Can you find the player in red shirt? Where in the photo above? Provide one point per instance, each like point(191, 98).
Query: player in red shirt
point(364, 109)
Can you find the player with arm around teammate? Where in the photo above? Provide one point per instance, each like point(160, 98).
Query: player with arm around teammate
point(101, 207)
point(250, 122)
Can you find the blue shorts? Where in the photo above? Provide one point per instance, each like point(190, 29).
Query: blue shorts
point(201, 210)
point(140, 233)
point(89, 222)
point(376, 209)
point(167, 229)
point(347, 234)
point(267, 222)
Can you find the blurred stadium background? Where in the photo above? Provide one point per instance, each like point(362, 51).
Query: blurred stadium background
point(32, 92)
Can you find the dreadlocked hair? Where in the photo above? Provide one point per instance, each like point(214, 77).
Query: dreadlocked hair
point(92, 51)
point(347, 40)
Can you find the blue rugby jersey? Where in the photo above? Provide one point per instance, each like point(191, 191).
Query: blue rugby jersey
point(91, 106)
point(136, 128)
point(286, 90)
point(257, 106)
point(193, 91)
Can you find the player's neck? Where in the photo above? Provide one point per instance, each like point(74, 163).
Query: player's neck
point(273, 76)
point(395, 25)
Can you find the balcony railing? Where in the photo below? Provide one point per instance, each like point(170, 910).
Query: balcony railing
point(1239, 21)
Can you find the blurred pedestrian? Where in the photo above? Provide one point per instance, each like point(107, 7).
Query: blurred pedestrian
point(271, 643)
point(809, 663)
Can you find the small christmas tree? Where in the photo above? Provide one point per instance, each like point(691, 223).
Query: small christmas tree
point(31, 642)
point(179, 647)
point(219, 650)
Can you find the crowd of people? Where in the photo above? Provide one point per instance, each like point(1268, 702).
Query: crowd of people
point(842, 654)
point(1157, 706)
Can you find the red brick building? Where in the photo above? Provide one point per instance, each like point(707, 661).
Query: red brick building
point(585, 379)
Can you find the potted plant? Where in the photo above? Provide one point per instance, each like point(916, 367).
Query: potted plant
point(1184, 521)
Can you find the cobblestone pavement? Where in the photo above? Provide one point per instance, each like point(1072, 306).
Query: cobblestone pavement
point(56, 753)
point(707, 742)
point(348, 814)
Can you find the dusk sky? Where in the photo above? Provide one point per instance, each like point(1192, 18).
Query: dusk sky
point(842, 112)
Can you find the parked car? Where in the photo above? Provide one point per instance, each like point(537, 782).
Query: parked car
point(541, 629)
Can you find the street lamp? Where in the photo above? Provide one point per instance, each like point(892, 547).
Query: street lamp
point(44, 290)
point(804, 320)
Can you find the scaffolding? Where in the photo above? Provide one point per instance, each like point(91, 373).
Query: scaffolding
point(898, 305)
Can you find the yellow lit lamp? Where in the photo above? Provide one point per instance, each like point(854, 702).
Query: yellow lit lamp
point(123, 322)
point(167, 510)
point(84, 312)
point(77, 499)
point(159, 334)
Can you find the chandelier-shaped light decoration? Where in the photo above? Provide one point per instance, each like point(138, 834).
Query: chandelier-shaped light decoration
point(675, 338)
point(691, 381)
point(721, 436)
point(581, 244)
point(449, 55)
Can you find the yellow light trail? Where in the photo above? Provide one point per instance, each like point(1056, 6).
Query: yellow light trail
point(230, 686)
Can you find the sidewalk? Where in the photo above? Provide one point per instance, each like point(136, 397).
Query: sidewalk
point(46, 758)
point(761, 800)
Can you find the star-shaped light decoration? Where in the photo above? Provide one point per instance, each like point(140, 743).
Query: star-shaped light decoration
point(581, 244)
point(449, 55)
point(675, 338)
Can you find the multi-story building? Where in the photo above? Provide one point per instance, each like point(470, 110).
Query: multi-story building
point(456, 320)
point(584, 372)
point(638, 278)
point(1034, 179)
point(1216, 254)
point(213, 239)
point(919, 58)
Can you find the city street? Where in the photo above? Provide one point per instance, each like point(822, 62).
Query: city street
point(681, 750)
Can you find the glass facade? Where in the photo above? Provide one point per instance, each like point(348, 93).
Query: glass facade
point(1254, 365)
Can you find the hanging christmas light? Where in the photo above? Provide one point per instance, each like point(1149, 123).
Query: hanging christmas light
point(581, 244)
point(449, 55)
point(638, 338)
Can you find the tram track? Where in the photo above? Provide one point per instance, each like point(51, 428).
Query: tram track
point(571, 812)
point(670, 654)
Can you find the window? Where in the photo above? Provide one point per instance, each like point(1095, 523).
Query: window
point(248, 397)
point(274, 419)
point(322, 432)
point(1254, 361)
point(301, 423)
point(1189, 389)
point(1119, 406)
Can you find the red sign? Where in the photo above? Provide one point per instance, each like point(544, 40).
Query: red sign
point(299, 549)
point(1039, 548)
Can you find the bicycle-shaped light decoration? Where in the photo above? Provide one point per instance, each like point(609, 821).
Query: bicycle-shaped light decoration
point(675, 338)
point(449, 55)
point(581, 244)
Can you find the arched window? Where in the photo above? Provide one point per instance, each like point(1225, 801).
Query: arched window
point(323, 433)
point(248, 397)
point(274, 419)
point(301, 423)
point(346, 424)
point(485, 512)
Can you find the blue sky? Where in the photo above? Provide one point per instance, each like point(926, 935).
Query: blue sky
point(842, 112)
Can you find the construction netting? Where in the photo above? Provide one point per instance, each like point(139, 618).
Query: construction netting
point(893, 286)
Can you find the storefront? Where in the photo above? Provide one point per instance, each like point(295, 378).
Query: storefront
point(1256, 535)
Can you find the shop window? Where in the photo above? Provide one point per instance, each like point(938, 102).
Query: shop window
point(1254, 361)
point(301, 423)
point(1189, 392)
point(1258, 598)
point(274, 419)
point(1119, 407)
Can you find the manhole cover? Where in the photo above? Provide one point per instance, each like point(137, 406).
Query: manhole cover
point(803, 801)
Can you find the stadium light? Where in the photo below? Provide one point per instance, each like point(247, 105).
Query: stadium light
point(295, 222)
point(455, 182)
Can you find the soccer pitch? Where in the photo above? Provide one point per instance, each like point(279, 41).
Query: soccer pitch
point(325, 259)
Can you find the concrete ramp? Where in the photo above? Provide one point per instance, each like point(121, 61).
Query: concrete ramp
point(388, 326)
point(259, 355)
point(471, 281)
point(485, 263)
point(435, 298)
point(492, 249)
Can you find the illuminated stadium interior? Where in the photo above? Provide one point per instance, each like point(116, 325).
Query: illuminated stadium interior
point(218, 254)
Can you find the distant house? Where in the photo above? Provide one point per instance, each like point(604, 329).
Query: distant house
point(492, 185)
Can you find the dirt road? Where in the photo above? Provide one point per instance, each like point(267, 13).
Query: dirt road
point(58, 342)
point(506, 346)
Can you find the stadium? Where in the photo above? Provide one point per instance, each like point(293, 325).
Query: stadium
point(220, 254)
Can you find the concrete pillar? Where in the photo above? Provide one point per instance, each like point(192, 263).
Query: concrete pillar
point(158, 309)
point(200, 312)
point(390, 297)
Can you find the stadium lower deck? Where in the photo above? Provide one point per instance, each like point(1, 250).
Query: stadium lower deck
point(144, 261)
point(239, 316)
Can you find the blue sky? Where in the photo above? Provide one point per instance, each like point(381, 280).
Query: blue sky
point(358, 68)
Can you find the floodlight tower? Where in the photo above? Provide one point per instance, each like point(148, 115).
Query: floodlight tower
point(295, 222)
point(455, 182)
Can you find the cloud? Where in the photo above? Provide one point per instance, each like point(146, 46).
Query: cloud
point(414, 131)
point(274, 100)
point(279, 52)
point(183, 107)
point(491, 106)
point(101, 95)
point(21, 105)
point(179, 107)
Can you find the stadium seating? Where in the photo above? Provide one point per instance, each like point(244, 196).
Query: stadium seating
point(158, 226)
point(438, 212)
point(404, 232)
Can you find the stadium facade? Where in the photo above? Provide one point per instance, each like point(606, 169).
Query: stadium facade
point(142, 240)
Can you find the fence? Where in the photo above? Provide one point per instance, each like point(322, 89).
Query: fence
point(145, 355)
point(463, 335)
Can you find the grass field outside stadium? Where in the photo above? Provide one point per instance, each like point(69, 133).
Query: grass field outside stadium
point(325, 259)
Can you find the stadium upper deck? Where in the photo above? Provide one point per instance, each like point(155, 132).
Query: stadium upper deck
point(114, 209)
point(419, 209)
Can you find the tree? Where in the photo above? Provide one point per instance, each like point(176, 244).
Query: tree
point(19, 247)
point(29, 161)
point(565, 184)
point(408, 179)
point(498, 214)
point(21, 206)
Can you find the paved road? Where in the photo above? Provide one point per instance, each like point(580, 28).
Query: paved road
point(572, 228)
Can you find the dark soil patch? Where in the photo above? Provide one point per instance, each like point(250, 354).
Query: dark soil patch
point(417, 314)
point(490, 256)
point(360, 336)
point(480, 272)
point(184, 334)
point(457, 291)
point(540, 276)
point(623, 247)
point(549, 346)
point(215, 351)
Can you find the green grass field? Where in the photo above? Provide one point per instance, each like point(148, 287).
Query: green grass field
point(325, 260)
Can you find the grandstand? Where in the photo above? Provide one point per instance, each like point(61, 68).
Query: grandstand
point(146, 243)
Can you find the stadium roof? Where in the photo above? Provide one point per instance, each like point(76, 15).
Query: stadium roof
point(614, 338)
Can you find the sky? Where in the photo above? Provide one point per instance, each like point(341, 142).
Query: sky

_ _ _

◆ What the task asks ◆
Please report how many lines of the material above contain the string "below", with no other words.

◆ Expected answer ◆
2